Data lines:
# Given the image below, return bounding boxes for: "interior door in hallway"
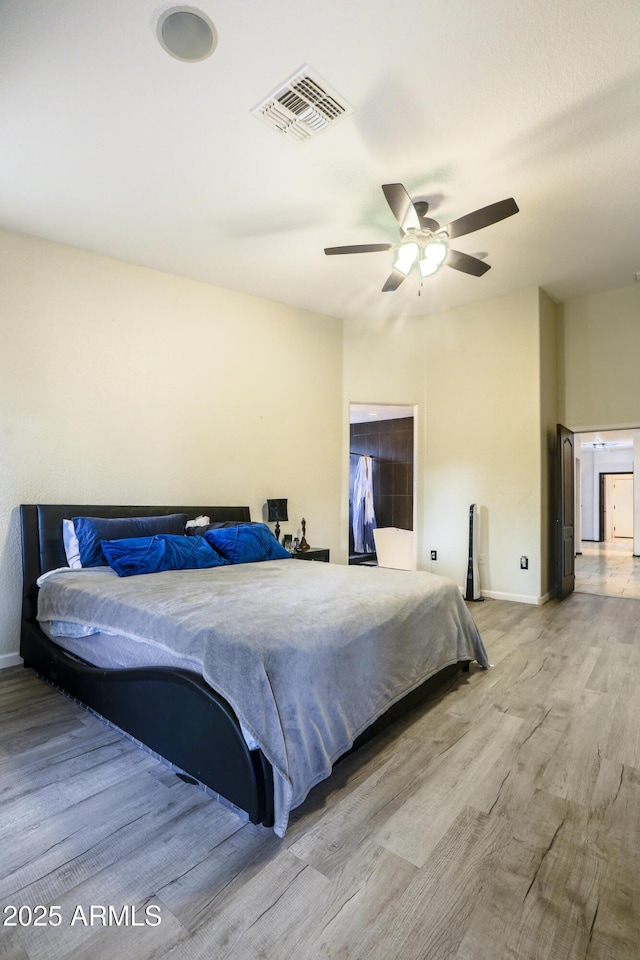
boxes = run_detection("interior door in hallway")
[556,423,575,600]
[611,473,633,538]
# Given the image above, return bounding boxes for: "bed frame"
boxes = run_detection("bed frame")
[20,504,469,827]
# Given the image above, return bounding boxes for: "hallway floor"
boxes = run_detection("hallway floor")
[575,538,640,600]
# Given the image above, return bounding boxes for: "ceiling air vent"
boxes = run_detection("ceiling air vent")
[251,64,353,140]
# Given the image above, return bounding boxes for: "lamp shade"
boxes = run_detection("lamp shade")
[267,499,289,523]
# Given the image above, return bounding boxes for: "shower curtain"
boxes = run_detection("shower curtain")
[352,457,376,553]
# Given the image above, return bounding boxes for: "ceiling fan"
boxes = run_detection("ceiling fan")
[324,183,518,293]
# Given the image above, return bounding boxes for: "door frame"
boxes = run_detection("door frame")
[598,470,635,543]
[556,423,576,600]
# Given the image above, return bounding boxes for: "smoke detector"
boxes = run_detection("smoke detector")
[251,64,353,141]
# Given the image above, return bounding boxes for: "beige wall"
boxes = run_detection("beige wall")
[0,232,342,666]
[343,288,546,602]
[559,284,640,431]
[539,290,559,597]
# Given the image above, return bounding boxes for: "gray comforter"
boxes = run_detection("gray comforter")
[38,560,488,836]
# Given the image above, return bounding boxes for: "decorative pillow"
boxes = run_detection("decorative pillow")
[62,520,82,570]
[186,520,255,537]
[73,513,187,567]
[204,523,291,563]
[102,533,228,577]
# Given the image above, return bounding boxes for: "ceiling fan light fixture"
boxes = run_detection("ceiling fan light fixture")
[419,257,441,280]
[393,240,420,277]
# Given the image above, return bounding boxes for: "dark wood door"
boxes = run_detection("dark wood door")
[556,423,575,600]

Your objective: Please give the material above, from its first line up to and including the line with "[352,457,376,553]", as a Markdown table with the columns Row and Line. Number each line, and leave out blank lines and the pictures.

Correct answer:
| Row | Line |
|---|---|
| 1 | # Given the image below, return bounding boxes for: "interior door in hallway" |
| 2 | boxes = run_detection("interior door in hallway") |
| 3 | [556,423,575,600] |
| 4 | [611,473,633,538] |
| 5 | # Given the image above, return bounding boxes for: "bed frame" |
| 6 | boxes = run_detection("bed frame") |
| 7 | [20,504,469,827] |
| 8 | # Given the image above, return bounding boxes for: "hallway floor" |
| 9 | boxes = run_detection("hallway floor") |
| 10 | [575,538,640,600] |
| 11 | # Given the image above, return bounding boxes for: "ceiling air vent" |
| 12 | boxes = run_detection("ceiling air vent") |
| 13 | [251,64,353,140] |
| 14 | # Given the image above, return bounding boxes for: "lamp shade" |
| 15 | boxes = run_detection("lamp shade") |
| 16 | [267,499,289,523] |
| 17 | # Given the image above, return bounding boxes for: "shower curtain" |
| 18 | boxes = run_detection("shower curtain") |
| 19 | [352,457,376,553] |